■ Input data ■
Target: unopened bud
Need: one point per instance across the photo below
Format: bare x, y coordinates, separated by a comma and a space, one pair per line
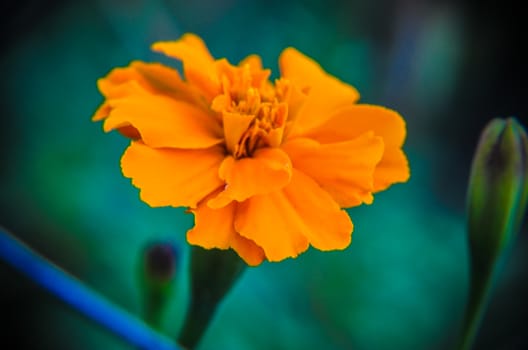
498, 187
496, 203
157, 274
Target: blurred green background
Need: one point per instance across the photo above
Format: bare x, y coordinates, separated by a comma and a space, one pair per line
447, 66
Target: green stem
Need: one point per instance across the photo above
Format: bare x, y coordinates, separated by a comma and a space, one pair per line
482, 278
213, 273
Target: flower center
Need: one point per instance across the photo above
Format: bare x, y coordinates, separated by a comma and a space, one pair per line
254, 111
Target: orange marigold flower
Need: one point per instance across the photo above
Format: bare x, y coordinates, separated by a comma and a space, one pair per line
265, 167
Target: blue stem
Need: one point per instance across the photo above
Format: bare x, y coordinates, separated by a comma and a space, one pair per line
79, 296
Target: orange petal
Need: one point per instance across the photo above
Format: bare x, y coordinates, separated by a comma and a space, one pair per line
268, 170
327, 227
164, 122
248, 250
325, 92
172, 177
273, 224
235, 124
343, 169
352, 121
198, 64
392, 168
254, 62
214, 228
284, 222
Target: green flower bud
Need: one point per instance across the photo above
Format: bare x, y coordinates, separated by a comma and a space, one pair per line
498, 189
213, 272
496, 203
158, 267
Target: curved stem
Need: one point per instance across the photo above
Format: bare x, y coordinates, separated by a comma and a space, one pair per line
80, 297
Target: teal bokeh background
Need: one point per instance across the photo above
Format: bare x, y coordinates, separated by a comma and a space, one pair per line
447, 67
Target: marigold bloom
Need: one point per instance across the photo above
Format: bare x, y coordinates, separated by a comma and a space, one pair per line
265, 167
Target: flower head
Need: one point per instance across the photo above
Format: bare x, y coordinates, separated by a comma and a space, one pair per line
265, 167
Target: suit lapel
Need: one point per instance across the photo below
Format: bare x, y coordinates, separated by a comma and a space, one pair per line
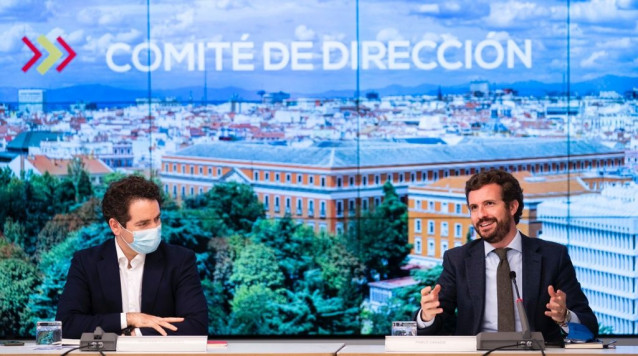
153, 271
475, 271
108, 273
532, 267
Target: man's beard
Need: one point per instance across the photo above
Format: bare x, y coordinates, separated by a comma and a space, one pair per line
499, 233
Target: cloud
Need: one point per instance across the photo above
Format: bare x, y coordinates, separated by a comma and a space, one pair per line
454, 9
389, 34
515, 13
627, 4
498, 36
591, 61
619, 43
33, 10
11, 40
100, 16
303, 33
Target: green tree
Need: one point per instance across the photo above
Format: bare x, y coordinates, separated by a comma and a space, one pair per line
17, 276
254, 310
291, 242
234, 205
54, 266
382, 240
257, 265
403, 303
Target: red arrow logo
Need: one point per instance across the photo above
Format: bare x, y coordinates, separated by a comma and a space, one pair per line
36, 54
69, 58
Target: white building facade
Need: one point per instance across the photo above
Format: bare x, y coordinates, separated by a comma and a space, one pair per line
601, 233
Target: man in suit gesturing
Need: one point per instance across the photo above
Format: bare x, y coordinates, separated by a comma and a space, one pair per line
467, 299
134, 284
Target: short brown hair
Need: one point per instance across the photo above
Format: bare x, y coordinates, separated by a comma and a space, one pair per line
511, 188
119, 195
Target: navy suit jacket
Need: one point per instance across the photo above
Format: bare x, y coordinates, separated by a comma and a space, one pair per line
170, 288
463, 288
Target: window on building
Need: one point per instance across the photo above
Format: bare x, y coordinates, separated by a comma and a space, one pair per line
299, 206
431, 247
311, 207
444, 228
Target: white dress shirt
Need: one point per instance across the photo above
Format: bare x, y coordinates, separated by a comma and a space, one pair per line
515, 259
131, 284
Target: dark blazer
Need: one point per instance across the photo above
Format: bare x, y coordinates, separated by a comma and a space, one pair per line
463, 288
170, 288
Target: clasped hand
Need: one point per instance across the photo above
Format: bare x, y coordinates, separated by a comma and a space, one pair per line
141, 320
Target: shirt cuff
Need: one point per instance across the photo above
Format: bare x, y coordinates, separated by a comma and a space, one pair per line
422, 324
123, 321
573, 318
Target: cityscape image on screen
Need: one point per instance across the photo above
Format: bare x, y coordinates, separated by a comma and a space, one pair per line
314, 154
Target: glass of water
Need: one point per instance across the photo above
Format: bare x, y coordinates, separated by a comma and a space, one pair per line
404, 328
48, 333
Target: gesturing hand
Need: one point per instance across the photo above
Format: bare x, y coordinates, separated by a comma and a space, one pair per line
141, 320
430, 302
557, 306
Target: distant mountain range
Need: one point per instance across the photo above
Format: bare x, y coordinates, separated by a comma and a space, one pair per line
105, 95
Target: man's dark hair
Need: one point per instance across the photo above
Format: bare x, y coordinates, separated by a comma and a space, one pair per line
119, 195
511, 189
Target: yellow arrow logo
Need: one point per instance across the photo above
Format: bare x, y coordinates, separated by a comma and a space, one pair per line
54, 54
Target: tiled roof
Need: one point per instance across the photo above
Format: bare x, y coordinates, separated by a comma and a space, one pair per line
387, 153
27, 139
533, 186
59, 167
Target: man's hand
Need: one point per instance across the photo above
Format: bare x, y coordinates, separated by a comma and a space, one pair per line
557, 306
430, 303
141, 320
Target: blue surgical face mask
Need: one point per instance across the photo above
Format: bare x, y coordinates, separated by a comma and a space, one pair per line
145, 241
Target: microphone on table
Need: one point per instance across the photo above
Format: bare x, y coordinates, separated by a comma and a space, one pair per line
512, 340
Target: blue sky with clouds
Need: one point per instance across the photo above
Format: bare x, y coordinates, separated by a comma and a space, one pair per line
603, 38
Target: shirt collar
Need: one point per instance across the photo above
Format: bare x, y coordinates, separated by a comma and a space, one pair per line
123, 261
516, 244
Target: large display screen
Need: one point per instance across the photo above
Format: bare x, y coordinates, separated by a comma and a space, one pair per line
313, 153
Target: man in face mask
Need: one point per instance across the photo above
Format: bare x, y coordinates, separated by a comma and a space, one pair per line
135, 284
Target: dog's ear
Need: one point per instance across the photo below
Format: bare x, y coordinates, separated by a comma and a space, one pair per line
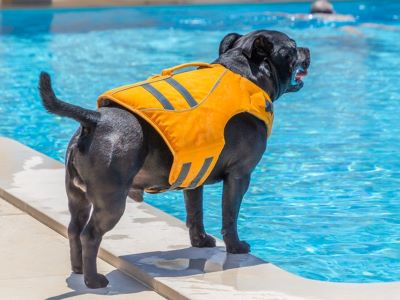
227, 42
259, 46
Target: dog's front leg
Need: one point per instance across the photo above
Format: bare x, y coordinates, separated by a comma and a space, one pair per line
194, 218
235, 187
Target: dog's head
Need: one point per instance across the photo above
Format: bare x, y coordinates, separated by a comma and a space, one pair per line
270, 59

■ Your goal ■
Go through the entries and return each line where the word "head" appears.

■ Answer space ■
Target: flower head
Target: dog's head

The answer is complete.